## Texto citado
#####

SAN MATEO 13, 1-23.
“Aquel día salió Jesús de casa y se sentó
junto al lago. Y acudió a él tanta gente que tuvo que subirse a una barca; se sentó
y la gente se quedó de pie en la orilla. Les habló mucho rato en parábolas:
Salió el sembrador a sembrar. Al sembrar,
un poco cayó al borde del camino; vinieron los pájaros y se lo comieron. Otro
poco cayó en terreno pedregoso, donde apenas tenía tierra, y como la tierra no
era profunda, brotó en seguida; pero en cuanto salió el sol, se abrasó y por
falta de raíz se secó. Otro poco cayó entre zarzas, que crecieron y lo
ahogaron. El resto cayó en tierra buena y dio grano: unos ciento; otros, sesenta;
otros, treinta. El que tenga oídos que oiga.

#####

[Elementos listados en un conjunto de datos]
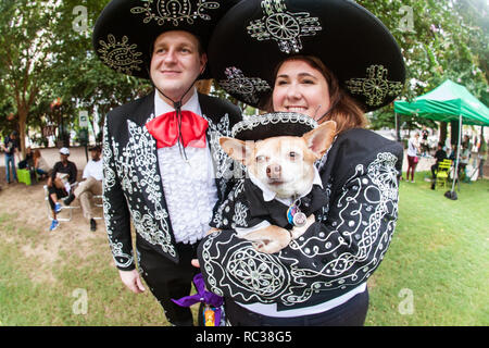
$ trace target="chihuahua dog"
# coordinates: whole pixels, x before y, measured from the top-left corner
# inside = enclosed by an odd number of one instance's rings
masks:
[[[250,175],[267,190],[275,192],[275,199],[292,202],[308,195],[315,177],[314,162],[323,158],[336,135],[336,122],[328,121],[302,137],[278,136],[258,141],[243,141],[229,137],[220,139],[221,147],[234,160],[241,162]],[[299,217],[299,216],[298,216]],[[315,222],[314,214],[301,216],[300,223],[289,231],[276,225],[241,234],[251,240],[253,247],[265,253],[284,249],[299,238]],[[294,219],[296,222],[296,219]]]

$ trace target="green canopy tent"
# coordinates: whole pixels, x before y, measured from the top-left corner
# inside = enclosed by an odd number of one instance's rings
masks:
[[[415,115],[434,121],[459,121],[459,145],[456,151],[455,175],[459,172],[462,124],[489,126],[489,109],[474,97],[464,86],[447,79],[426,95],[416,97],[412,102],[394,101],[394,112]],[[456,176],[455,176],[456,178]],[[452,185],[452,197],[455,187]]]

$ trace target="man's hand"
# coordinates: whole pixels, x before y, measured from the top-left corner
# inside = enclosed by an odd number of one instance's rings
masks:
[[[135,294],[141,294],[146,291],[145,287],[142,286],[141,278],[139,277],[139,273],[137,270],[133,271],[118,271],[118,274],[121,275],[121,279],[123,281],[124,285],[129,288]]]

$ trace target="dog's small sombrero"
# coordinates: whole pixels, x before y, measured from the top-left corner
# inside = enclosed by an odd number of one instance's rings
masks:
[[[218,20],[239,0],[112,0],[92,36],[96,53],[118,73],[149,78],[152,45],[168,30],[196,35],[204,49]],[[201,78],[209,78],[209,72]]]
[[[263,109],[278,63],[315,55],[365,111],[390,103],[405,79],[401,50],[389,29],[349,0],[246,0],[217,24],[210,67],[221,87]]]
[[[310,116],[294,112],[273,112],[259,116],[249,116],[235,124],[233,137],[239,140],[263,140],[271,137],[296,136],[317,127]]]

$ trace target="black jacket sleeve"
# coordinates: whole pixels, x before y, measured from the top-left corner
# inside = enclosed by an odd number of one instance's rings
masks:
[[[199,261],[208,288],[239,302],[313,306],[366,282],[398,216],[402,147],[361,129],[338,137],[319,171],[328,203],[287,248],[265,254],[233,231],[208,236]]]
[[[130,214],[117,175],[114,159],[117,149],[111,140],[111,116],[115,115],[109,113],[103,127],[103,215],[115,265],[118,270],[131,271],[136,265],[130,237]]]

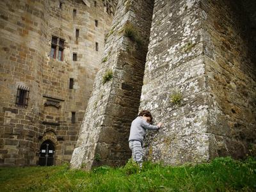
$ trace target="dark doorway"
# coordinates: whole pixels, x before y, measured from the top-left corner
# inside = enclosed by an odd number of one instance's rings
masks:
[[[42,143],[39,154],[39,165],[52,166],[54,163],[55,148],[51,140],[46,140]]]

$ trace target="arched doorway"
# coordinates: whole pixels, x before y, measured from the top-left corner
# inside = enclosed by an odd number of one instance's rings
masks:
[[[55,148],[51,140],[44,141],[42,143],[39,154],[39,165],[52,166],[54,160]]]

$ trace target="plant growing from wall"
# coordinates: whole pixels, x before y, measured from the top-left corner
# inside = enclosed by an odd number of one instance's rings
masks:
[[[173,91],[170,95],[170,101],[175,105],[180,105],[182,100],[182,94],[179,90]]]
[[[102,83],[105,84],[106,83],[109,81],[113,78],[113,72],[112,70],[108,70],[102,77]]]
[[[101,159],[100,155],[99,154],[96,154],[95,156],[94,156],[94,160],[96,161],[100,161]]]
[[[124,2],[124,5],[125,5],[125,12],[127,13],[128,11],[130,10],[130,8],[131,6],[131,1],[128,0]]]
[[[104,58],[102,59],[102,63],[105,63],[105,62],[107,61],[108,61],[108,56],[106,56],[106,57],[104,57]]]
[[[193,47],[196,45],[196,44],[193,44],[192,42],[189,42],[184,46],[184,51],[188,52],[190,51]]]
[[[127,22],[121,30],[124,36],[128,37],[133,42],[136,42],[138,45],[142,44],[141,38],[138,35],[138,29],[131,23]]]

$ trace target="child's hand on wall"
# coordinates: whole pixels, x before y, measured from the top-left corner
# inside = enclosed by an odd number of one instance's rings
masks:
[[[161,126],[162,126],[162,123],[159,123],[157,124],[158,129],[160,129]]]

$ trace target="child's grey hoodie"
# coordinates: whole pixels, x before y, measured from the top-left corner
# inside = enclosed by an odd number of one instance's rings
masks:
[[[147,123],[142,116],[138,116],[132,121],[131,125],[129,141],[136,140],[142,143],[146,133],[146,129],[157,130],[158,129],[157,125],[152,125]]]

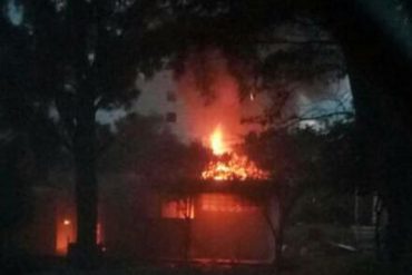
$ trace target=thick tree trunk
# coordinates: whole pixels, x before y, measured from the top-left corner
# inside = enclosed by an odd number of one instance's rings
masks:
[[[364,179],[376,185],[389,212],[388,259],[393,274],[412,263],[412,63],[376,14],[349,6],[336,36],[347,60]],[[360,167],[362,169],[362,167]],[[410,268],[411,266],[409,266]]]

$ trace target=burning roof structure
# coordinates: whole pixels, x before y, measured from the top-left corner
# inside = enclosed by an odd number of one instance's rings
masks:
[[[269,173],[256,166],[245,155],[238,155],[224,143],[224,136],[218,125],[209,138],[210,148],[215,156],[202,173],[203,179],[241,180],[268,179]]]

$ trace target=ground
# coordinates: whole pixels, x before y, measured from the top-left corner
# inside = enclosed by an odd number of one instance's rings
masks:
[[[331,245],[351,245],[351,229],[339,225],[294,225],[286,234],[282,275],[383,275],[374,252],[351,252]],[[269,266],[177,266],[173,264],[141,265],[104,261],[100,268],[80,272],[68,267],[62,259],[23,272],[35,275],[267,275]],[[45,269],[48,269],[47,272]],[[21,272],[20,272],[21,273]]]

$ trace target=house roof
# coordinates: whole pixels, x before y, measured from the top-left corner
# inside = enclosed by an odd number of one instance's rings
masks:
[[[229,193],[245,196],[269,196],[276,188],[274,180],[213,180],[180,179],[161,181],[153,186],[156,190],[176,195],[202,193]]]

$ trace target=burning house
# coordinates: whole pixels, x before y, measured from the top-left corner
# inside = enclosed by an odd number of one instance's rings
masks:
[[[166,102],[156,105],[166,111],[165,119],[175,126],[175,134],[194,134],[193,138],[202,139],[210,148],[213,158],[196,177],[166,177],[156,183],[148,183],[134,171],[101,173],[96,230],[97,243],[106,255],[223,263],[274,259],[273,233],[278,207],[273,188],[276,185],[267,171],[227,141],[245,134],[241,131],[245,127],[241,126],[241,111],[256,108],[239,106],[237,85],[228,77],[224,62],[220,58],[210,60],[217,60],[209,65],[218,72],[214,75],[222,76],[213,80],[217,91],[214,105],[205,107],[204,100],[195,96],[190,73],[177,84],[180,98],[167,91]],[[159,98],[156,96],[156,100]],[[141,105],[149,106],[143,99]],[[254,97],[245,104],[252,101],[257,104]],[[156,173],[156,167],[153,170]],[[68,175],[56,180],[60,186],[73,186]],[[49,238],[56,245],[48,254],[63,255],[76,240],[75,199],[72,189],[57,193],[61,195],[55,198],[59,198],[49,204],[53,204],[55,213],[49,223],[53,225],[53,234]]]
[[[209,141],[215,156],[197,178],[147,185],[136,175],[100,175],[97,242],[107,256],[202,263],[274,259],[277,208],[269,175],[232,151],[219,127]],[[76,240],[70,194],[49,189],[39,200],[41,207],[28,228],[35,228],[29,239],[41,242],[31,242],[30,249],[65,255]],[[41,232],[36,229],[40,223]]]

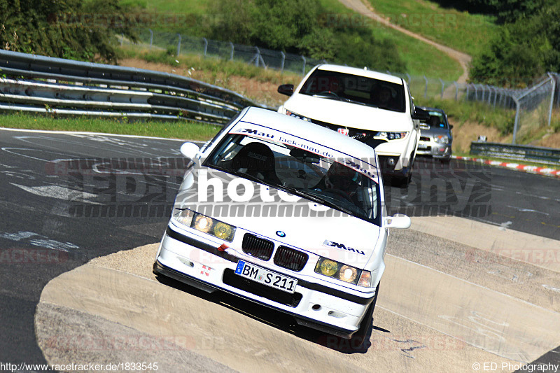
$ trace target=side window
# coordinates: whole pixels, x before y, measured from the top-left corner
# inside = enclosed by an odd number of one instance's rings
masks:
[[[408,93],[408,101],[410,105],[410,115],[412,116],[412,114],[414,113],[414,101],[412,101],[412,95],[410,94],[410,88],[408,87],[407,84],[407,92]]]
[[[211,140],[210,140],[209,141],[206,143],[202,146],[202,148],[200,149],[200,153],[204,153],[208,148],[211,146],[211,145],[213,143],[214,143],[214,141],[216,141],[216,139],[220,137],[220,135],[221,135],[223,133],[223,132],[225,131],[225,129],[227,128],[228,127],[230,127],[230,125],[231,125],[232,123],[233,123],[234,122],[237,120],[237,118],[239,118],[239,115],[241,115],[241,111],[239,111],[239,113],[237,113],[235,115],[235,116],[234,116],[232,118],[231,118],[231,120],[230,120],[229,122],[227,122],[227,123],[226,123],[223,126],[222,126],[222,128],[218,132],[217,134],[216,134],[216,136],[214,136],[214,138]]]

#####

## Objetivos
[1] En el pasaje de San Mateo, ¿dónde se quedó de pie la gente mientras Jesús hablaba desde la barca?
[2] Transcribe literalmente el pasaje de San Mateo desde "SAN MATEO 13, 1-23." hasta "oídos que oiga.".
Los datos proceden de una fuente distinta.

## Lista de soluciones
[1] En la orilla.

[2]
SAN MATEO 13, 1-23.
“Aquel día salió Jesús de casa y se sentó
junto al lago. Y acudió a él tanta gente que tuvo que subirse a una barca; se sentó
y la gente se quedó de pie en la orilla. Les habló mucho rato en parábolas:
Salió el sembrador a sembrar. Al sembrar,
un poco cayó al borde del camino; vinieron los pájaros y se lo comieron. Otro
poco cayó en terreno pedregoso, donde apenas tenía tierra, y como la tierra no
era profunda, brotó en seguida; pero en cuanto salió el sol, se abrasó y por
falta de raíz se secó. Otro poco cayó entre zarzas, que crecieron y lo
ahogaron. El resto cayó en tierra buena y dio grano: unos ciento; otros, sesenta;
otros, treinta. El que tenga oídos que oiga.